Selected excerpt start
# The Denominational Mess



## N. Eshelman (Feb 19, 2008)

I hold to the Westminster Standards. My denomination has a couple of amendments to it much like most of the US Presbyterian churches. This is true of Reformed churches as well. 

Considering the current mess that we are in (hundreds of P&R denominations and no established church) what should be our principles for uniting with other denominations? 

I believe that when Jesus prayed for unity he meant it (Jn. 17). Should we be actively seeking to merge some of our P&R churches? Or should we allow the micro-presbyterian mess to continue? 

Personally, I believe that considering the current mess- breaking off to form new micro-presbyterian churches is schismatic and sinful- but how do we stop this while maintaining the truthfulness of a pure confession?


----------



## Semper Fidelis (Feb 19, 2008)

Oy!

Seriously, the best answer, for my taste, is to renew interest in the Confessions - not for their own sake per se - but because men are convinced they're Biblical.

I'm sitting this one out for a bit until I have the energy for it because this is one of those things that I can advocate from a number of different angles. Most simply, however, I wish men and women would take the time to reflect upon what they're losing when they abandon the Confessions. Most of the abandonment today is really not deliberately thought out unfortunately. A lot of it really stems from not being deliberate about what we believe and then making decisions in light of it. I'm not saying knowledge of the Confessions is a cure all but surely ignorance of what they teach (and especially _why_ they teach it) is at root of much of the problem.


----------



## Pilgrim (Feb 19, 2008)

nleshelman said:


> I hold to the Westminster Standards. My denomination has a couple of amendments to it much like most of the US Presbyterian churches. This is true of Reformed churches as well.
> 
> Considering the current mess that we are in (hundreds of P&R denominations and no established church) what should be our principles for uniting with other denominations?
> 
> ...



What amendments to the Westminster Standards has the RPCNA adopted? Or are you referring to the Testimony?


----------



## MW (Feb 19, 2008)
Selected excerpt end
Entries start
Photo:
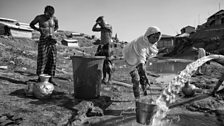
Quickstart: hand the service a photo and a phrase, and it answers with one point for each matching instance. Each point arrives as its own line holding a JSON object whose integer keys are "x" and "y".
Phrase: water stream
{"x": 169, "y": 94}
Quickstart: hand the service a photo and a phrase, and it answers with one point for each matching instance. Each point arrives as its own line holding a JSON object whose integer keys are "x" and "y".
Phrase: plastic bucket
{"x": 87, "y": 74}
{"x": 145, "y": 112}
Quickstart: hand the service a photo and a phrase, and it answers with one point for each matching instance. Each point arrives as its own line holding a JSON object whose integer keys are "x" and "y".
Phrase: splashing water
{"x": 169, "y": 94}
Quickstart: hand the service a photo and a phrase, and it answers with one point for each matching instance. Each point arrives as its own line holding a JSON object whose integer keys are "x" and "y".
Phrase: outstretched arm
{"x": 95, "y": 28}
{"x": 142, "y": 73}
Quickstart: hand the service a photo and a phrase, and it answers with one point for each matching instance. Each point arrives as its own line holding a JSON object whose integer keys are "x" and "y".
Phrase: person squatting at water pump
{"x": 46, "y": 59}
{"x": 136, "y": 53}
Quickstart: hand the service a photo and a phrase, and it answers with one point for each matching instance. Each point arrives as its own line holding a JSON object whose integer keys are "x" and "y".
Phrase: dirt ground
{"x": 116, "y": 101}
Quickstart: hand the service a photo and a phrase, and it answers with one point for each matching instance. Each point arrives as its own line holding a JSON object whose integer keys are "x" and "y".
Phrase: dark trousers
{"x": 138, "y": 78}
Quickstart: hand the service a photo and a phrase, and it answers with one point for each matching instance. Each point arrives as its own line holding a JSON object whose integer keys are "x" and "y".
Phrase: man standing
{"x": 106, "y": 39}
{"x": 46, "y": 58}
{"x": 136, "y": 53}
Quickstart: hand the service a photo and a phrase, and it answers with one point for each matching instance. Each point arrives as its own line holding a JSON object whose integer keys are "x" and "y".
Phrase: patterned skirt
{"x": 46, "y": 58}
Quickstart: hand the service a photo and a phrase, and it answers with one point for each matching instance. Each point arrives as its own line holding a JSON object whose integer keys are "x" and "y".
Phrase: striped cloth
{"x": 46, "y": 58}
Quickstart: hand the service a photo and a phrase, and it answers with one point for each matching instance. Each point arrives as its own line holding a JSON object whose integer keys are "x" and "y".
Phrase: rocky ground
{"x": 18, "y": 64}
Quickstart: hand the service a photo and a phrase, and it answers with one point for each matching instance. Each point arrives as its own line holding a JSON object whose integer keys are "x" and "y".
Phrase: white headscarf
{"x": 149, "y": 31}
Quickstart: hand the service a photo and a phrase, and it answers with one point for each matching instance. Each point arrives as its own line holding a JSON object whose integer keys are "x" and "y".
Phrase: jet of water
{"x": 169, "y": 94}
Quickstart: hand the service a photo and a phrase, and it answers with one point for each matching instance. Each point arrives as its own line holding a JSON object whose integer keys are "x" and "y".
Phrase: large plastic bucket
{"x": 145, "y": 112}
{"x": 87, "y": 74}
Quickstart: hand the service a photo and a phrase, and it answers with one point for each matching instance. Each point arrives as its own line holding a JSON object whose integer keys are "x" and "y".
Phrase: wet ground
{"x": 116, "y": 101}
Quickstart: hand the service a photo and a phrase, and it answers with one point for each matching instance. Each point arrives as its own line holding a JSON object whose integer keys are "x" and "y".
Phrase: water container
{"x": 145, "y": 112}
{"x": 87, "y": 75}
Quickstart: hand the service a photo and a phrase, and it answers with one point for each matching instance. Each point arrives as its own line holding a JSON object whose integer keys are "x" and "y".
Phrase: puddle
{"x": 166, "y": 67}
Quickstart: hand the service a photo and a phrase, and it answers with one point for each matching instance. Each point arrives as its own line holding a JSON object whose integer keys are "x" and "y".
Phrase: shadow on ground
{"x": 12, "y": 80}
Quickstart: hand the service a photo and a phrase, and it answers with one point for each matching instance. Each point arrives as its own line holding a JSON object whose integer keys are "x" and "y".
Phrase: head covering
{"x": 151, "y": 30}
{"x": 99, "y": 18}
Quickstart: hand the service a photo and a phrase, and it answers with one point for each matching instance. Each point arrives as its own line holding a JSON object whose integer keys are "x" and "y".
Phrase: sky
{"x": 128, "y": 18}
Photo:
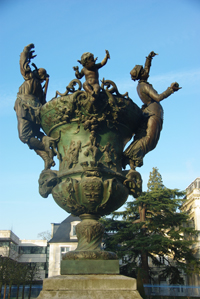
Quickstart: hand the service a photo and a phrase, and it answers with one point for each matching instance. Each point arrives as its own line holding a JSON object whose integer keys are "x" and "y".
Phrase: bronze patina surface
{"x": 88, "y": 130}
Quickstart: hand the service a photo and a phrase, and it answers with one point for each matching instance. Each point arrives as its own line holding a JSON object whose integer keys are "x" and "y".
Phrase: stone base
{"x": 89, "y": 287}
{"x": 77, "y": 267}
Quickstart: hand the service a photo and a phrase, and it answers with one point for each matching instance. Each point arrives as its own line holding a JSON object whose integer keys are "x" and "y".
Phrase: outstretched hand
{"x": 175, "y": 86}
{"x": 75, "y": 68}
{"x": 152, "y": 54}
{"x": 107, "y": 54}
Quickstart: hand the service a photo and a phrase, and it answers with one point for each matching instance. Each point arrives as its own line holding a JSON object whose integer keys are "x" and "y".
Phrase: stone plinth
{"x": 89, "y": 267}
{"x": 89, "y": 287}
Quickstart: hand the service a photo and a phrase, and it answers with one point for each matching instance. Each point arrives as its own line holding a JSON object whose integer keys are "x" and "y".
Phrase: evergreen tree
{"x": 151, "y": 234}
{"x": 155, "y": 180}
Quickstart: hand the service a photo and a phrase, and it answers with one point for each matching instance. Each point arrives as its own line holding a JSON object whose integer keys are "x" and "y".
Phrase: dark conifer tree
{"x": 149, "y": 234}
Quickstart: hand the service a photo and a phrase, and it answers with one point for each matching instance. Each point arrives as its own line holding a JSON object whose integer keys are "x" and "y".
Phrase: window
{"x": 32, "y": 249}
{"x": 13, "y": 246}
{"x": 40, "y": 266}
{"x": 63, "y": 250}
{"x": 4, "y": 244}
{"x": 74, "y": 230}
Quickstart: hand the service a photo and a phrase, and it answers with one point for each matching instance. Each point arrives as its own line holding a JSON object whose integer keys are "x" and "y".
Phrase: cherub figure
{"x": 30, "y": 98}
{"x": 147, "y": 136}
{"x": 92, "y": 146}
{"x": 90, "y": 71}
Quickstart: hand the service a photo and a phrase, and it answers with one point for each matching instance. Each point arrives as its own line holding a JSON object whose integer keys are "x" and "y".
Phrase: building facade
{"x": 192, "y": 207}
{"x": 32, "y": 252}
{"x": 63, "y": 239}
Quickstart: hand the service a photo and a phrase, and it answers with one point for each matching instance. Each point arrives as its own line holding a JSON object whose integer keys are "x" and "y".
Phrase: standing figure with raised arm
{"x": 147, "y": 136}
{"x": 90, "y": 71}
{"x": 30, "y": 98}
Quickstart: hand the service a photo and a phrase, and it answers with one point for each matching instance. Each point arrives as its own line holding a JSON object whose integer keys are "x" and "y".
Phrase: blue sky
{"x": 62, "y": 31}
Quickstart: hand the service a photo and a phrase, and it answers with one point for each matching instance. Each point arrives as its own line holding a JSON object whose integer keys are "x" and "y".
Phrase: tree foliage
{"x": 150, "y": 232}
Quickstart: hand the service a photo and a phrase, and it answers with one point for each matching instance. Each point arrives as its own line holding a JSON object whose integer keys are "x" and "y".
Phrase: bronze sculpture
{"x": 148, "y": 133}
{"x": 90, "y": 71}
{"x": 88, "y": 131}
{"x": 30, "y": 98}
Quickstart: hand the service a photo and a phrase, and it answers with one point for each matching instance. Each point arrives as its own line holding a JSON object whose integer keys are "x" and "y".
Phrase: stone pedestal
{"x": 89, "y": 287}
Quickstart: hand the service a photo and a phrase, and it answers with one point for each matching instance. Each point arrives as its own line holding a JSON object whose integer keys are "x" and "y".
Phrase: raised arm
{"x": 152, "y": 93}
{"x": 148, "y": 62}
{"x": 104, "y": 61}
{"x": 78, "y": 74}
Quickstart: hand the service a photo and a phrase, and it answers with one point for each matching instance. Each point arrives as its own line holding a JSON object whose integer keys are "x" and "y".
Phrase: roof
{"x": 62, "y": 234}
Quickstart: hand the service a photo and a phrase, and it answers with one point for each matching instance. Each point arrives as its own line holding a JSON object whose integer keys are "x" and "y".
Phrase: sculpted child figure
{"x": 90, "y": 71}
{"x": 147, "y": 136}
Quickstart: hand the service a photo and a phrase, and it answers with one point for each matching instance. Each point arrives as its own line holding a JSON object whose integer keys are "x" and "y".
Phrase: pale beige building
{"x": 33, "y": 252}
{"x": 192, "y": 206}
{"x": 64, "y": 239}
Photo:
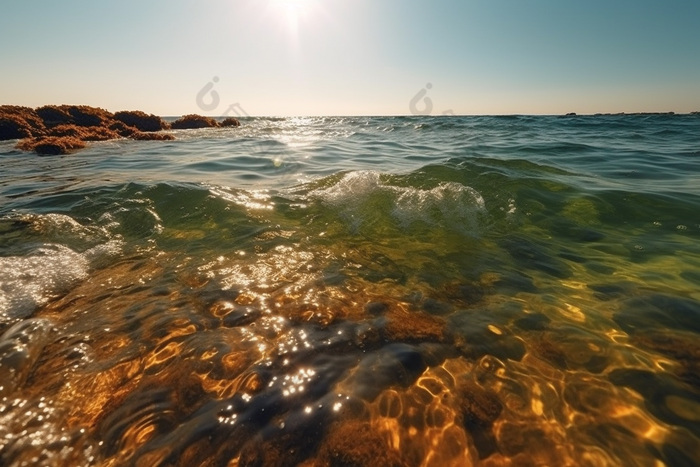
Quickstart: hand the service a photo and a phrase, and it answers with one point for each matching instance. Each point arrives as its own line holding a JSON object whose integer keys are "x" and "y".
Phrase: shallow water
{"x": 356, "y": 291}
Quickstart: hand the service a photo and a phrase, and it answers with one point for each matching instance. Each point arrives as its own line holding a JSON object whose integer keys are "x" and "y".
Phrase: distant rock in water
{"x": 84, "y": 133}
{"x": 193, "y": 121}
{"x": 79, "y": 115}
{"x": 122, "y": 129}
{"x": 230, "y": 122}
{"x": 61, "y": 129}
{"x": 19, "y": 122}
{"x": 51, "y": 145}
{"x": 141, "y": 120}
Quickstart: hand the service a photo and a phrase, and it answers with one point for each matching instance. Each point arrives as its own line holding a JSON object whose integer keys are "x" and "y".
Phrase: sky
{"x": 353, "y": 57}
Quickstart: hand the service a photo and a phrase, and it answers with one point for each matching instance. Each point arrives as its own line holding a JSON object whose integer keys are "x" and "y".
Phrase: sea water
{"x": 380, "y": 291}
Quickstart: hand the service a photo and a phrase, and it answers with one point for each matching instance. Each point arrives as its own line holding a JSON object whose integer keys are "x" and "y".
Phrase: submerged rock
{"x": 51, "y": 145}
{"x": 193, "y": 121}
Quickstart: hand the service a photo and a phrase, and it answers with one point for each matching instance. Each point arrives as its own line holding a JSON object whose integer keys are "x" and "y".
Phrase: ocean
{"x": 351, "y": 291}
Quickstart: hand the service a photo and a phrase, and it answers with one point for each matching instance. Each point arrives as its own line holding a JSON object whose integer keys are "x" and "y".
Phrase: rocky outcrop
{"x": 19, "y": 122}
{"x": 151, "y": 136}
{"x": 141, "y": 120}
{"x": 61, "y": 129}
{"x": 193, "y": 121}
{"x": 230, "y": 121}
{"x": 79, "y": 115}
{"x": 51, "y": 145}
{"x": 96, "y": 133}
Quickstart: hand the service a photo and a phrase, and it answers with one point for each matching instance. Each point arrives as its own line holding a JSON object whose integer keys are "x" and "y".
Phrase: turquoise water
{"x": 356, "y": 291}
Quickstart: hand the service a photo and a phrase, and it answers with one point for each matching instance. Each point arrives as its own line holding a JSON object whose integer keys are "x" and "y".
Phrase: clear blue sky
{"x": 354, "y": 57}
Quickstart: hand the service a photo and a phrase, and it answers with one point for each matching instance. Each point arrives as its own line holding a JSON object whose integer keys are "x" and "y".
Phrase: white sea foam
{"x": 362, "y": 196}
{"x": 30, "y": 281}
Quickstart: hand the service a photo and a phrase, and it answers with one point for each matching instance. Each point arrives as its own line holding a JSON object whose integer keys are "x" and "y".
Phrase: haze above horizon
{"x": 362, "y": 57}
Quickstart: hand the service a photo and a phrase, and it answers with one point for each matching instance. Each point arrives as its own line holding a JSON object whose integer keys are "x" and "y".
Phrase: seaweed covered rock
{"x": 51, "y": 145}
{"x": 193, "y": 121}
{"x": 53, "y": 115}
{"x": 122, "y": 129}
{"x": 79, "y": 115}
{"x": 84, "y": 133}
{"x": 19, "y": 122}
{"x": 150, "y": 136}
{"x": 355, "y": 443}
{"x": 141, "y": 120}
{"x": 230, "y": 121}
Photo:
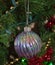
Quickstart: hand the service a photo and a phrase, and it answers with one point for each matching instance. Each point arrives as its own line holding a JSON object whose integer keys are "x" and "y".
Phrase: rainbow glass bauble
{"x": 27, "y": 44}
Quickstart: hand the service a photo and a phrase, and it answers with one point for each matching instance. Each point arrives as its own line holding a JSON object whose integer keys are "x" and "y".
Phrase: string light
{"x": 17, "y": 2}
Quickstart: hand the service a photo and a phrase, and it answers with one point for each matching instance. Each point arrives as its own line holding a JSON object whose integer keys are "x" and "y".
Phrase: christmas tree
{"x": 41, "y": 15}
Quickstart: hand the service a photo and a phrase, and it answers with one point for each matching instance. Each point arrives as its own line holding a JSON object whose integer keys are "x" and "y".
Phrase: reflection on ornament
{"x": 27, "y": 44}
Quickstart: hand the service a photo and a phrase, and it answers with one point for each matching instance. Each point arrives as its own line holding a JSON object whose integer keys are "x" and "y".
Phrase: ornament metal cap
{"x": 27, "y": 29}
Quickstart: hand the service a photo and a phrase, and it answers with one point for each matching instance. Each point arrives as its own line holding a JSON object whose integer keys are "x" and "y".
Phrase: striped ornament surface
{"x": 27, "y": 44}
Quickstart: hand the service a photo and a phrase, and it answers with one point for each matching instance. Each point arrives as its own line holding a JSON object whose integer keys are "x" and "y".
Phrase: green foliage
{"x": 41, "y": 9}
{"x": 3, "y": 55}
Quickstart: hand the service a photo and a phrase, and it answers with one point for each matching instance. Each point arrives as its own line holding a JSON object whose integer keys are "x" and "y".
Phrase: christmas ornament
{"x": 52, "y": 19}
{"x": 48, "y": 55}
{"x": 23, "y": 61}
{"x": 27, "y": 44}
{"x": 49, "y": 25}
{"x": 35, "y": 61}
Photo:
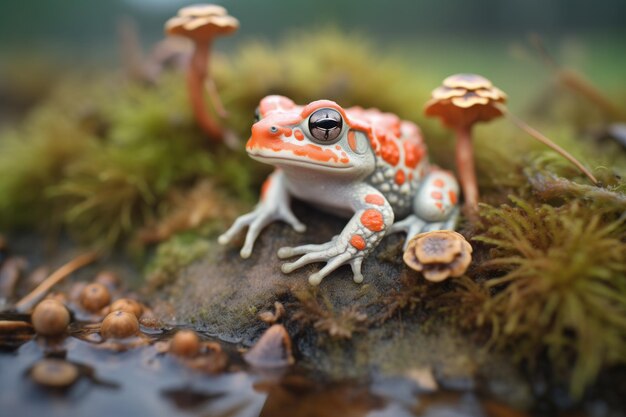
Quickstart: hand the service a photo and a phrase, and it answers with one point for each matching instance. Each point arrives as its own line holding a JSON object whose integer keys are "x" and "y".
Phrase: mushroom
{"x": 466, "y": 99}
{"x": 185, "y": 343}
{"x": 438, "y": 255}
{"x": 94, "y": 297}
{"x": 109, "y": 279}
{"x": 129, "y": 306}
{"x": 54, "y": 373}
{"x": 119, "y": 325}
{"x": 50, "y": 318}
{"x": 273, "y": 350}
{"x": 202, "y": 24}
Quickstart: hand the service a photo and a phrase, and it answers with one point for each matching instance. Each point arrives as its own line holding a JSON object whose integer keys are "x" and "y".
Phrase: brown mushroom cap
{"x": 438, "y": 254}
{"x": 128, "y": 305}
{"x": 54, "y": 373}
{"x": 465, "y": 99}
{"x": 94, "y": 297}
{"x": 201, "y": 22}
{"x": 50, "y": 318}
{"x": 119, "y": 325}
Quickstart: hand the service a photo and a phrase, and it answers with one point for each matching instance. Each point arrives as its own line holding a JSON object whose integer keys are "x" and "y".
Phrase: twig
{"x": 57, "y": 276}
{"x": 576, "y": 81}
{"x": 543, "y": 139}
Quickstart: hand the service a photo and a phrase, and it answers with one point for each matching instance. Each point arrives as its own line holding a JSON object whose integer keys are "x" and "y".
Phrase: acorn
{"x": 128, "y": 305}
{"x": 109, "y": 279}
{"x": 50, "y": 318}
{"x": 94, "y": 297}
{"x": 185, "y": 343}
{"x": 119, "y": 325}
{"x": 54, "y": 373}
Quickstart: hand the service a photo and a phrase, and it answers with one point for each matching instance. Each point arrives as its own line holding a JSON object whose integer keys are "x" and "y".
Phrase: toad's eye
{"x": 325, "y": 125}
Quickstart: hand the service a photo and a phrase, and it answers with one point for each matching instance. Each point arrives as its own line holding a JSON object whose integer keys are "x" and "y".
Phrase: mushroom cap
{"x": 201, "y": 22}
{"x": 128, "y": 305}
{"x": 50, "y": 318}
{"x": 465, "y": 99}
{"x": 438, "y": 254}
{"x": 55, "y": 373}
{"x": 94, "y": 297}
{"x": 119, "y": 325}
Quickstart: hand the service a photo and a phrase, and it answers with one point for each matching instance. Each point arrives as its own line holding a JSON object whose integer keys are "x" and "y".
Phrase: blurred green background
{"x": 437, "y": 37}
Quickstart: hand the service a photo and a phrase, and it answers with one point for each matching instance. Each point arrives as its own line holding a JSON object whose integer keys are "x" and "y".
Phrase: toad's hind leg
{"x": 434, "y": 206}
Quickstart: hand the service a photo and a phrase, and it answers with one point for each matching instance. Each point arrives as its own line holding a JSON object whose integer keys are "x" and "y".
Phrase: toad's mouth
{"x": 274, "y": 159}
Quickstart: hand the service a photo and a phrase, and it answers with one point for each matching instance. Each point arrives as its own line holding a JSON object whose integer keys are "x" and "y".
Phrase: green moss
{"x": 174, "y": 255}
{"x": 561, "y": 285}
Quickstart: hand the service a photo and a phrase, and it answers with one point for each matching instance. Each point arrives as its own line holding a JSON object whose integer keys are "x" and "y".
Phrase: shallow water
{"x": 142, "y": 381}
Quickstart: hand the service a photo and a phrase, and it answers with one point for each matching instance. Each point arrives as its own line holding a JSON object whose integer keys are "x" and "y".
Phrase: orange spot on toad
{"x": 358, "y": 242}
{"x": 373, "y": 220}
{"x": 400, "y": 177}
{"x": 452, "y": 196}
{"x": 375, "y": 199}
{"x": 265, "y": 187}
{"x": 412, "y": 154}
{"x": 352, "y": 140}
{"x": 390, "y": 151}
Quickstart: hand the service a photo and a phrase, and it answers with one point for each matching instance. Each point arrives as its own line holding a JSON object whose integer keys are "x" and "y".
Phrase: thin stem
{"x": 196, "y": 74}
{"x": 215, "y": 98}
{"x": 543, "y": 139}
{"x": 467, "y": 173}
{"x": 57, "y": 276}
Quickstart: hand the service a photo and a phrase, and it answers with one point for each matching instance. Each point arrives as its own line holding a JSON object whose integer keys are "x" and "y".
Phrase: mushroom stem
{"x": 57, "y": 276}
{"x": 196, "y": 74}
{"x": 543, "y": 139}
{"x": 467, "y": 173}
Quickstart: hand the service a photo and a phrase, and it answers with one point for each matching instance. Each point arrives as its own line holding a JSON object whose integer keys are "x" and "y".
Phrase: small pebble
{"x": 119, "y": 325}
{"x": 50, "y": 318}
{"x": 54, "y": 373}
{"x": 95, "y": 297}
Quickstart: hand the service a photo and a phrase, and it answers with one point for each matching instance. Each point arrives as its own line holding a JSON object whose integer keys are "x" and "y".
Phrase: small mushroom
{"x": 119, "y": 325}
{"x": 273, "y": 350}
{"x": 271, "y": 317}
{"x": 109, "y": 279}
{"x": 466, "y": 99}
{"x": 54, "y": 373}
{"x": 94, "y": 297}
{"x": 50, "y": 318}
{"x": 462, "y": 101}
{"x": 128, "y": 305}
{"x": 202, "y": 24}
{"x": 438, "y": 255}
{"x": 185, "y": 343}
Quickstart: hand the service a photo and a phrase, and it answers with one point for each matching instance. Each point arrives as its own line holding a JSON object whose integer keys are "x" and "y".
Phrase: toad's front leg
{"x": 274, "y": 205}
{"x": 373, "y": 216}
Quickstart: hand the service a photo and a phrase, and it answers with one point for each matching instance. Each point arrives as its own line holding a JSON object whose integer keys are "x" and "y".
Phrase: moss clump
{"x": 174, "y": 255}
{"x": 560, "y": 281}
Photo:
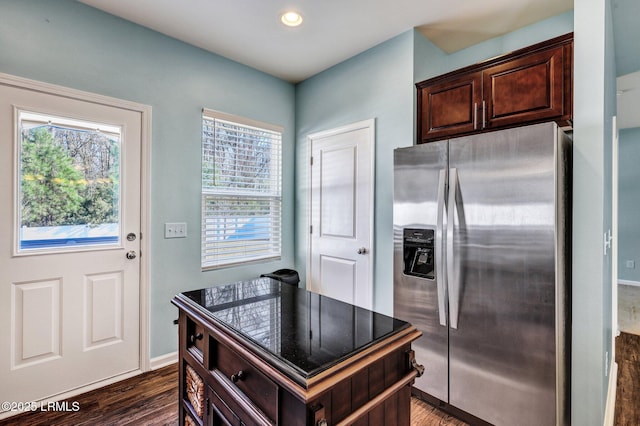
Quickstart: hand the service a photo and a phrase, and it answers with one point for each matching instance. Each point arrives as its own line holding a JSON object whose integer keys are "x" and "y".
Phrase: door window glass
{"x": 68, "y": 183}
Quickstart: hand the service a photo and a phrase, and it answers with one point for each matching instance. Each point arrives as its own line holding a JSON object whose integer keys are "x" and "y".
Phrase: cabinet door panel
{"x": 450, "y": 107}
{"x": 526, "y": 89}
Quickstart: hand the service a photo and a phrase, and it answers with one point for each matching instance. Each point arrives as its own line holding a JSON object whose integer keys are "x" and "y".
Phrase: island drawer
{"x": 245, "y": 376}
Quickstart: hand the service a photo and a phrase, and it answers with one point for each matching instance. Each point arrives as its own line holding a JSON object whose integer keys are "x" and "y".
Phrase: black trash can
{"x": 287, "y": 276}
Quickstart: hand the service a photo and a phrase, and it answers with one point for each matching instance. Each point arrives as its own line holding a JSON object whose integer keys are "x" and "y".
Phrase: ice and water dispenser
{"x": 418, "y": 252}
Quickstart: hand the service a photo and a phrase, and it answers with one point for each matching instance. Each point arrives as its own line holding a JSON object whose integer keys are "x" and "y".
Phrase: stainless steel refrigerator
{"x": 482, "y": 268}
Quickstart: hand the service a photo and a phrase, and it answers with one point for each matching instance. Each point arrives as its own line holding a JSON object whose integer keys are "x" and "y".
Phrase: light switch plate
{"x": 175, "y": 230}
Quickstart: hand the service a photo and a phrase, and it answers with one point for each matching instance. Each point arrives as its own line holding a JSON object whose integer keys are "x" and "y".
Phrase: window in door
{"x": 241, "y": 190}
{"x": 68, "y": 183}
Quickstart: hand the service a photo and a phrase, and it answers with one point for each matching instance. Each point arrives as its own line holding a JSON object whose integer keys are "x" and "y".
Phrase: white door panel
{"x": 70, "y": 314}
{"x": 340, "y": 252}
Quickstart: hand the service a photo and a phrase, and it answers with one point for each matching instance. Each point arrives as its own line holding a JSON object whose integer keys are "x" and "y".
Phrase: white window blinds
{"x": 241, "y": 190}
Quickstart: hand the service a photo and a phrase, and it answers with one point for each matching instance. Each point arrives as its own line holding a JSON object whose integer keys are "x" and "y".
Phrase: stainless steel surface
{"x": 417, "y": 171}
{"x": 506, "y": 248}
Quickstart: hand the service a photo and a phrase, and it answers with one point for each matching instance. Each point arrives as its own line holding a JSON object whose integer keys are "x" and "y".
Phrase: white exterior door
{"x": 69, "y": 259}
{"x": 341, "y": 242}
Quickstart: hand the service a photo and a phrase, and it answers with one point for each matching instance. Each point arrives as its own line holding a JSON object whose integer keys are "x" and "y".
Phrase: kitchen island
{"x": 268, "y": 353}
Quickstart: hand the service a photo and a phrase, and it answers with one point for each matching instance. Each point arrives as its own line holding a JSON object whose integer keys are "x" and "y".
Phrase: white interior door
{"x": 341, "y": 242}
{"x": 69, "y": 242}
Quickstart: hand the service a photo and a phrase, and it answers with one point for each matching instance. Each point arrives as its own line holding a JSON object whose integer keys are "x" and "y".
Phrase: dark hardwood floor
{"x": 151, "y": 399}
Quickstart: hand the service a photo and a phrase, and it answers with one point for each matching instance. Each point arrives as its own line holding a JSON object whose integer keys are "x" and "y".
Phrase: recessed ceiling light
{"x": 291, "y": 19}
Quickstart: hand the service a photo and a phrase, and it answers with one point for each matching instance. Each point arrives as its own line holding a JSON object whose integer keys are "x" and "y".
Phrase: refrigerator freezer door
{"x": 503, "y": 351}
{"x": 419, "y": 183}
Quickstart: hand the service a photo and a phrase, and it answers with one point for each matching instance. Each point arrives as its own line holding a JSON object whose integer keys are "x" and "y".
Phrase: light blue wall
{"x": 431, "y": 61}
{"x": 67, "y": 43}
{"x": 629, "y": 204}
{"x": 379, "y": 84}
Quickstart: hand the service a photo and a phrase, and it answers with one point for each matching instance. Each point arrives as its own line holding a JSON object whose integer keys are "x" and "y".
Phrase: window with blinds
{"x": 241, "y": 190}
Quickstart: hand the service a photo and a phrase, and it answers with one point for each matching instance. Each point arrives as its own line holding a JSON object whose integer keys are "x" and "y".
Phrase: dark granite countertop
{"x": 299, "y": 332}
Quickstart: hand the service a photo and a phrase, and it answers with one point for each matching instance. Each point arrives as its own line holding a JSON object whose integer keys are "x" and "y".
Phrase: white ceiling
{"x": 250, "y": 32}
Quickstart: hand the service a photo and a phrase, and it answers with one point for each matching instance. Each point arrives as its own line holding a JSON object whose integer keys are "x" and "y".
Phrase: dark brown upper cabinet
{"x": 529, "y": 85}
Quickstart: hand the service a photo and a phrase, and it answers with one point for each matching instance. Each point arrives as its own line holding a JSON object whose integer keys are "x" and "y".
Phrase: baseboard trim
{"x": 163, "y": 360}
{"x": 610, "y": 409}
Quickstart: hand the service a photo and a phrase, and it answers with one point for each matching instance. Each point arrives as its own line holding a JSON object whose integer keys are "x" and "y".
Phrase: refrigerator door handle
Entries end
Exercise requirements —
1) Update the passage of the denominational unity thread between "## N. Eshelman" and "a pure confession?", inclusive, by changing "micro-presbyterian" to "splinter" wherever it appears, and write out the revised passage.
2) Tally the lines in the entries that contain the string "mushroom", and reply with the number alone.

Responses to the exercise —
1)
## N. Eshelman (Feb 19, 2008)

I hold to the Westminster Standards. My denomination has a couple of amendments to it much like most of the US Presbyterian churches. This is true of Reformed churches as well. 

Considering the current mess that we are in (hundreds of P&R denominations and no established church) what should be our principles for uniting with other denominations? 

I believe that when Jesus prayed for unity he meant it (Jn. 17). Should we be actively seeking to merge some of our P&R churches? Or should we allow the splinter mess to continue? 

Personally, I believe that considering the current mess- breaking off to form new splinter churches is schismatic and sinful- but how do we stop this while maintaining the truthfulness of a pure confession?

2) 5